▶ _Supplied information_:
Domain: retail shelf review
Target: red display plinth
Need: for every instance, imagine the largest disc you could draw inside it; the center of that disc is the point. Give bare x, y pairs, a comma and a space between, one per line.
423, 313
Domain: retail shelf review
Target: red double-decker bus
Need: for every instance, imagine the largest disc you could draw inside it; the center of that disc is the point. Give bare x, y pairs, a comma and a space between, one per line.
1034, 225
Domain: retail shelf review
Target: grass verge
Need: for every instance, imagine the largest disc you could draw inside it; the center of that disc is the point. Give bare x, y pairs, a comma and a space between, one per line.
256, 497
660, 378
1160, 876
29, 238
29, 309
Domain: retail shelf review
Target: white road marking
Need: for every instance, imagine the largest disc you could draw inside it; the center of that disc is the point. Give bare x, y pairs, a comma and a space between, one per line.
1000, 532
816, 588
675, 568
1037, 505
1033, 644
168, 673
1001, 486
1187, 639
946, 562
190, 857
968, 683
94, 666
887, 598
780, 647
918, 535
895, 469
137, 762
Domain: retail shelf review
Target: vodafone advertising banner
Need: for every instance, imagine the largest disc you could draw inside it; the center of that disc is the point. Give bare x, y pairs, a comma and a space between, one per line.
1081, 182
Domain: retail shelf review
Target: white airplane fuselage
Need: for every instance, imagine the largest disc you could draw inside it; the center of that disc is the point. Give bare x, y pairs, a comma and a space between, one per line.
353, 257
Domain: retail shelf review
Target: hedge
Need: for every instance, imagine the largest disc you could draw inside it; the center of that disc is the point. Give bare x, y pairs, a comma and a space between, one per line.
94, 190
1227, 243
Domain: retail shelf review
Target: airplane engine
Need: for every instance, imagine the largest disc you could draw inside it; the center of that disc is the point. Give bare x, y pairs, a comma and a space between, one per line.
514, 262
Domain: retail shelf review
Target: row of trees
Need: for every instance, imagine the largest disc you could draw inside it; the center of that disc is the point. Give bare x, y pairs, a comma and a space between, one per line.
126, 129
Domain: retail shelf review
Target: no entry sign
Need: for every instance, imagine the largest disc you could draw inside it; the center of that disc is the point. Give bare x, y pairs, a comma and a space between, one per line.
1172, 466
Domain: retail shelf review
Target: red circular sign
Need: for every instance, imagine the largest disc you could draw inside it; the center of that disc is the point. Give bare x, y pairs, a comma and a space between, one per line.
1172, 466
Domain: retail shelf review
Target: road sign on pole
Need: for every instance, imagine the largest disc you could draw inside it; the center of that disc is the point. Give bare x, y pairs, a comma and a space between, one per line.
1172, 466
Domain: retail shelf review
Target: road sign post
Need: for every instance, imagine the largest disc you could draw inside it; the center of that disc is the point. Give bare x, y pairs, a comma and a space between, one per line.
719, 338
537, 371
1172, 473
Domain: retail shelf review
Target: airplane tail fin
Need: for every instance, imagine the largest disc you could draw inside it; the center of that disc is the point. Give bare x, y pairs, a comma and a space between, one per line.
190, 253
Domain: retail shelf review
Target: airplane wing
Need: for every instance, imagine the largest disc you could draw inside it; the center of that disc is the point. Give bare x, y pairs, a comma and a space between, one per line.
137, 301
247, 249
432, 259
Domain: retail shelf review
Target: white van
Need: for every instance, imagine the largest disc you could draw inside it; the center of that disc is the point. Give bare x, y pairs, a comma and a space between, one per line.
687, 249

▶ _Task item_: Your task is to transcribe each record faithfully and in full.

▶ _Solution to this problem_:
Domain: retail shelf review
Target: red display plinth
Need: for every instance, imagine the largest disc you could draw inside it; the center of that disc is the point. Give bare x, y pairs, a comma and a space between, one per line.
423, 313
Domain: retail shelf review
Target: red double-decker bus
Need: for every instance, imagine the largest disc you could draw inside it; the center of that disc is the point. Give bare x, y pairs, a comma and a space between, one per line.
1034, 225
Domain: retail shelf review
Target: grass verge
Need: for every instance, imagine the largest disc you could draw inside it; the center of that disc is the point. Give bare x, y pairs, a comma and a space between, one per line.
256, 497
660, 378
1160, 876
29, 238
29, 309
Domain: retail shelf review
Target: white road marking
Need: for every instance, imagine the largest disc you could draw inside it; the center of that disc is the point. Give bare x, y pairs, a comma and a space between, one per line.
1000, 532
816, 588
675, 568
1037, 505
1033, 644
168, 673
1001, 486
1187, 639
946, 562
190, 857
968, 683
94, 666
887, 598
780, 647
918, 535
895, 469
137, 762
Domain: retail shelf review
Target: vodafone advertising banner
Need: for every instance, imagine the largest disc you could draw inside it; the center of that disc is the point. Give bare x, y pairs, a comma and a space between, one per line.
1081, 182
Domain: retail shelf review
Target: white airplane fuselage
Need: for every instance, imagine the largest disc you could draw inside it; the center of that disc is the point. Give bare x, y pairs, a comma and a space between, one per line.
353, 257
Domain: retail shelf review
Target: hedge
Need: for every instance, imagine the largest disc you could draw inside it; the center of that disc is the point. Give bare x, y pairs, a comma and a space between, one per line.
94, 190
1227, 243
Domain: retail shelf review
Target: airplane engine
Need: for every instance, imagine the largest disc you could draw inside it; the center of that disc is the point. Give bare x, y pairs, a comma and a space between, one per line.
514, 262
Domain: retail shelf review
Target: row of trees
Need: for every instance, imagine the largest disc you could draw inside it; the center of that disc is the point. Give bare x, y pairs, a comma and a space between, one per line.
126, 129
Domain: retail shelf review
Target: no entry sign
Need: for every instance, imagine the largest disc you could draw inside it; the center of that disc is the point. Give bare x, y pairs, a comma and a space between, one per line.
1172, 466
Domain: retail shelf review
Target: red circular sign
Need: for every instance, imagine the largest disc you could draw inside it; the center of that disc is the point. Give bare x, y pairs, a comma and a space between, one per line.
1172, 466
Domain: retail shelf review
Target: road sign on pole
Need: for every instance, imagine the largest disc you could draw inside it; the center of that disc is the point. Give bare x, y pairs, a comma and a space between, one per line.
1172, 466
Domain: retail shelf review
Target: road sign post
Need: for every instance, imagine the largest disc you could draw inside it; the center of that disc is the point. Give bare x, y pairs, a comma and a space between, one per line.
719, 338
537, 371
1172, 473
Domain: retail shelf review
Target: airplane tail fin
Need: for every instance, imagine the largest disc you could draw inside it; the center of that disc is the point. Give bare x, y pairs, a comma and a space between, one per line.
190, 253
Domain: retail shelf review
Target: airplane wing
Need: for every instance, imagine the largest disc you could draw inside it; the center of that disc is the point. Give bare x, y pairs, a comma and a space between, one per line.
137, 301
247, 249
432, 259
Domain: retail shelf review
Target: white van
Need: for every instance, imagine the largest disc you could draw inside it; the center of that disc is the point. Give bare x, y pairs, a comma and a space between, one per line.
687, 249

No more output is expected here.